- _Task requirements_
(1) From the passage about village life, list every food named as part of the afternoon teas at the butcher's wife's house.
(2) Write the next part of the passage about village life, picking up after its final sentence.

- _Given text_
-----

We were soon enfolded into village life. All the children were expected to help with haymaking and stooking of sheaves of grain. The hay was cut with sickles and pitchforked onto large haywains drawn by cart horses. It was taken away to make into hay ricks. It was hot a prickly work with biting insects that brought us up in hives. Men, moving along the rows in long slow movements, scythed the grain and I was allowed to try my hand at it. Tractors and mechanised farm machinery were looked at with suspicion and regarded as "new fangled". Farmers preferred to use horses and farm labourers. The only concession was a traction engine that threshed the grain and provided straw for the stables and cow sheds.
We also had to collect apples for making cider. It was an almost mystical occasion with the men manning the presses and sampling the casks as they came out of the barn. It was the pinnacle of the harvest.
I loved the secret lanes bordered with tall grasses, stinging nettles and Queen Anne's Lace. Further down the lane from us two old ladies lived. One of the sisters had bright henna hair tied in a bird's nest bun. She was stone deaf and held a hearing trumpet to her ear. Her sister always wrote down what we said to her. They sold new laid eggs, and one day when we went down to buy some, they said they were not able to sell them to us because the Government were going to make them into dried eggs. They were to be rationed.
Since the nearest Roman Catholic church was in
Taunton, Mother decided that we go to the Baptist chapel in the village. Our local butcher offered to take us in his pony and trap. His teenage son drove the horse and I was fascinated by his crisp dark curly hair. We found the Baptist Minister kind and welcoming and the congregation very caring. The butcher had his farm across the fields from us, where he killed his own meat and sold it from the back of his van. This was to end too when meat was rationed. I went to watch a pig being killed one day and saw it rushing around the yard with blood pouring from its neck. My mother was horrified when she found out.
I was also asked to help with milking the cows. I had to hold the cow's tail and pump it up and down otherwise the milk did not flow. It was a long while before I saw the joke. Cows were milked by hand then, and it took a long time in the cold abnd dirty cowsheds to clean and milk the herd. I also learned about foot rot in sheep and watched while their feet were coated in tar and the maggot infested dags were sheared. I peered at the piglets in the sties, visited Ferdinand the bull in his pen, and scratched his forehead. He loved to sniff the flowers I brought him, with an ecstatic look on his face.
The butcher's wife was in charge of the duck and hens and kept a sparkling kitchen, scrubbing the flagstone floors every day. Mother said she worked too hard. She baked an enormous amount of cakes and bread in her Aga oven and was always mixing something in her crockery bowl. Invitations to afternoon tea were a stomach groaning adventure with pies, cakes, scones and the ever present clotted cream and homemade damson jam.
My brother and I went to the local village school where just one remarkable and talented elderly teacher taught children aged between four and twelve in an open classroom. I was the eldest girl and the oldest boy used to have competitions with another boy to see how far and how long they could piss down the white line in the road on the way home. I quickly learned the Somerset vernacular and dialect. I had one language for home and another for school.

-----

- _Records from a data collection_
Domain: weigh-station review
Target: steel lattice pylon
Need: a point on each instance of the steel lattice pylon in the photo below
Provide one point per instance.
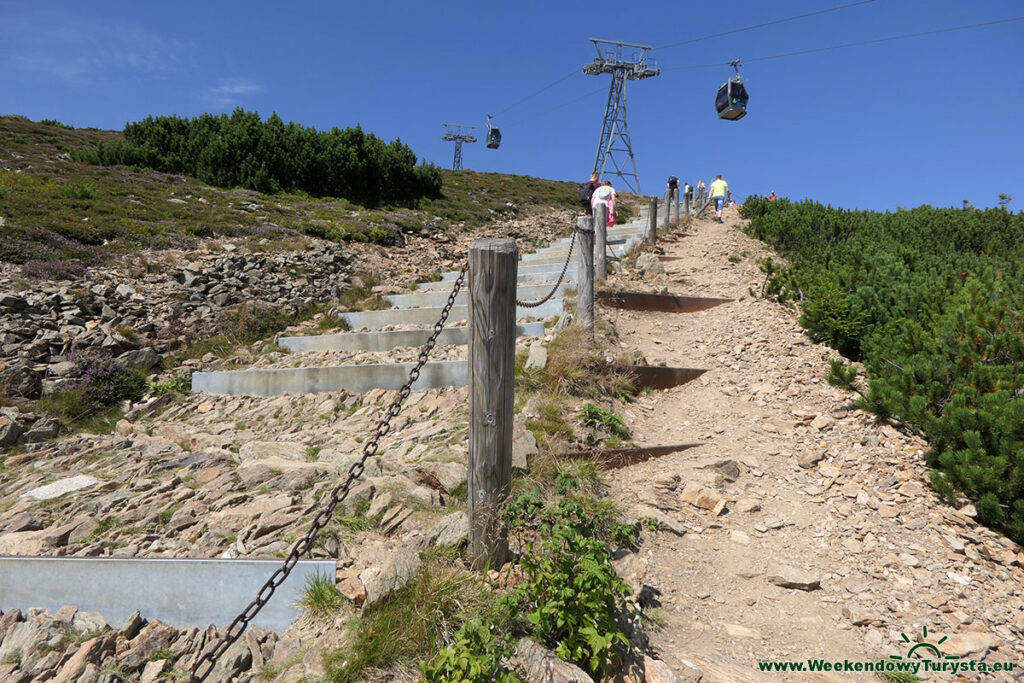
(459, 134)
(614, 144)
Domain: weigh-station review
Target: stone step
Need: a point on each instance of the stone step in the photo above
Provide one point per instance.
(181, 593)
(561, 249)
(420, 299)
(558, 258)
(383, 341)
(548, 278)
(270, 382)
(375, 319)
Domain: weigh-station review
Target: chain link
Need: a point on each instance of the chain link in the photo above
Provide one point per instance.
(534, 303)
(205, 665)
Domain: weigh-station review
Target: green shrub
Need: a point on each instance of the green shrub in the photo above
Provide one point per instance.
(572, 596)
(930, 300)
(250, 323)
(179, 384)
(79, 190)
(474, 654)
(269, 157)
(412, 624)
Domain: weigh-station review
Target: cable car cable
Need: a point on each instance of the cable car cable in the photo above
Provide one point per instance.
(534, 94)
(853, 44)
(763, 25)
(556, 107)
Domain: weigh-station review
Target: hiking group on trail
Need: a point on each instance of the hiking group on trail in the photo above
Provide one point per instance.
(593, 191)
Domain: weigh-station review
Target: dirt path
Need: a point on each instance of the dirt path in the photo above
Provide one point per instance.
(890, 557)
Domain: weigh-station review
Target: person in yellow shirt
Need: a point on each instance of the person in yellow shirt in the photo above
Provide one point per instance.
(719, 194)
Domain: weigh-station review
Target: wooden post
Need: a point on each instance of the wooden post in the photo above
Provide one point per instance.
(652, 222)
(493, 268)
(600, 242)
(585, 276)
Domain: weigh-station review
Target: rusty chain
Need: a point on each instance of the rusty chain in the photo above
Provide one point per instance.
(205, 665)
(534, 303)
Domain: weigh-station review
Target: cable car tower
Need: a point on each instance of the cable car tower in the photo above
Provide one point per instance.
(459, 134)
(614, 144)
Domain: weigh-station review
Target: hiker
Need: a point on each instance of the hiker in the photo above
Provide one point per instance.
(719, 194)
(605, 195)
(586, 191)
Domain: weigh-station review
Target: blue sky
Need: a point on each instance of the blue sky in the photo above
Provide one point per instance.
(927, 120)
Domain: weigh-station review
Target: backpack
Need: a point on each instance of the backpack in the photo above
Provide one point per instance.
(585, 193)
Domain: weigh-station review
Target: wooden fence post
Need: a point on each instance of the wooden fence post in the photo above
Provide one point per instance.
(493, 268)
(600, 242)
(585, 274)
(652, 222)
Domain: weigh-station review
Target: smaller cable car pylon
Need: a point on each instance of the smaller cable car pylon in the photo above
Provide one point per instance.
(731, 100)
(494, 135)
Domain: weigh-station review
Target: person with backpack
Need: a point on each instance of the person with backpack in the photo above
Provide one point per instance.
(606, 195)
(586, 193)
(719, 194)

-----

- _Per-task answers_
(1) pies, cakes, scones, clotted cream, homemade damson jam

(2)
It was about two miles down one hill and up another from our house to the village. My mother used to accompany us on a sit up and beg bicycle, and when it rained she held up a large black umbrella whilst cycling along. This plus singing at the top of her voice was the most embarrassing thing she could ever have done. I wanted to hide. At school I was put in charge of teaching the little ones reading, writing and alphabet. Each morning the whole school faced the blackboard and called out simple word spellings in parrot fashion. I learned far more than I had ever done at my other schools. Fractions and decimals were explained thoroughly, and I was given freedom to write about anything I wanted to. All the girls learned sewing, knitting and spinning, while the boys learned to weave, make models and create a topographical map of the village from clay.
I often finished my work well before the others, so I was sent outside to feed the chickens with dandelion leaves, take caterpillars off the cabbages and put them in jars so we could watch them turn into chrysalis, and prepare the soil ready for planting seeds. I learned how to read the clouds and the leaves to predict the weather, and designed a weather chart for each day. We were told how to tell the difference between birdes, and rabbits and hares, and shown the secrets of herbs and tell when it was time to harvest the wheat. We learned about shapes of trees and habitats of flora and fauna. The teaching was imaginative and rich and it served me for the rest of my life.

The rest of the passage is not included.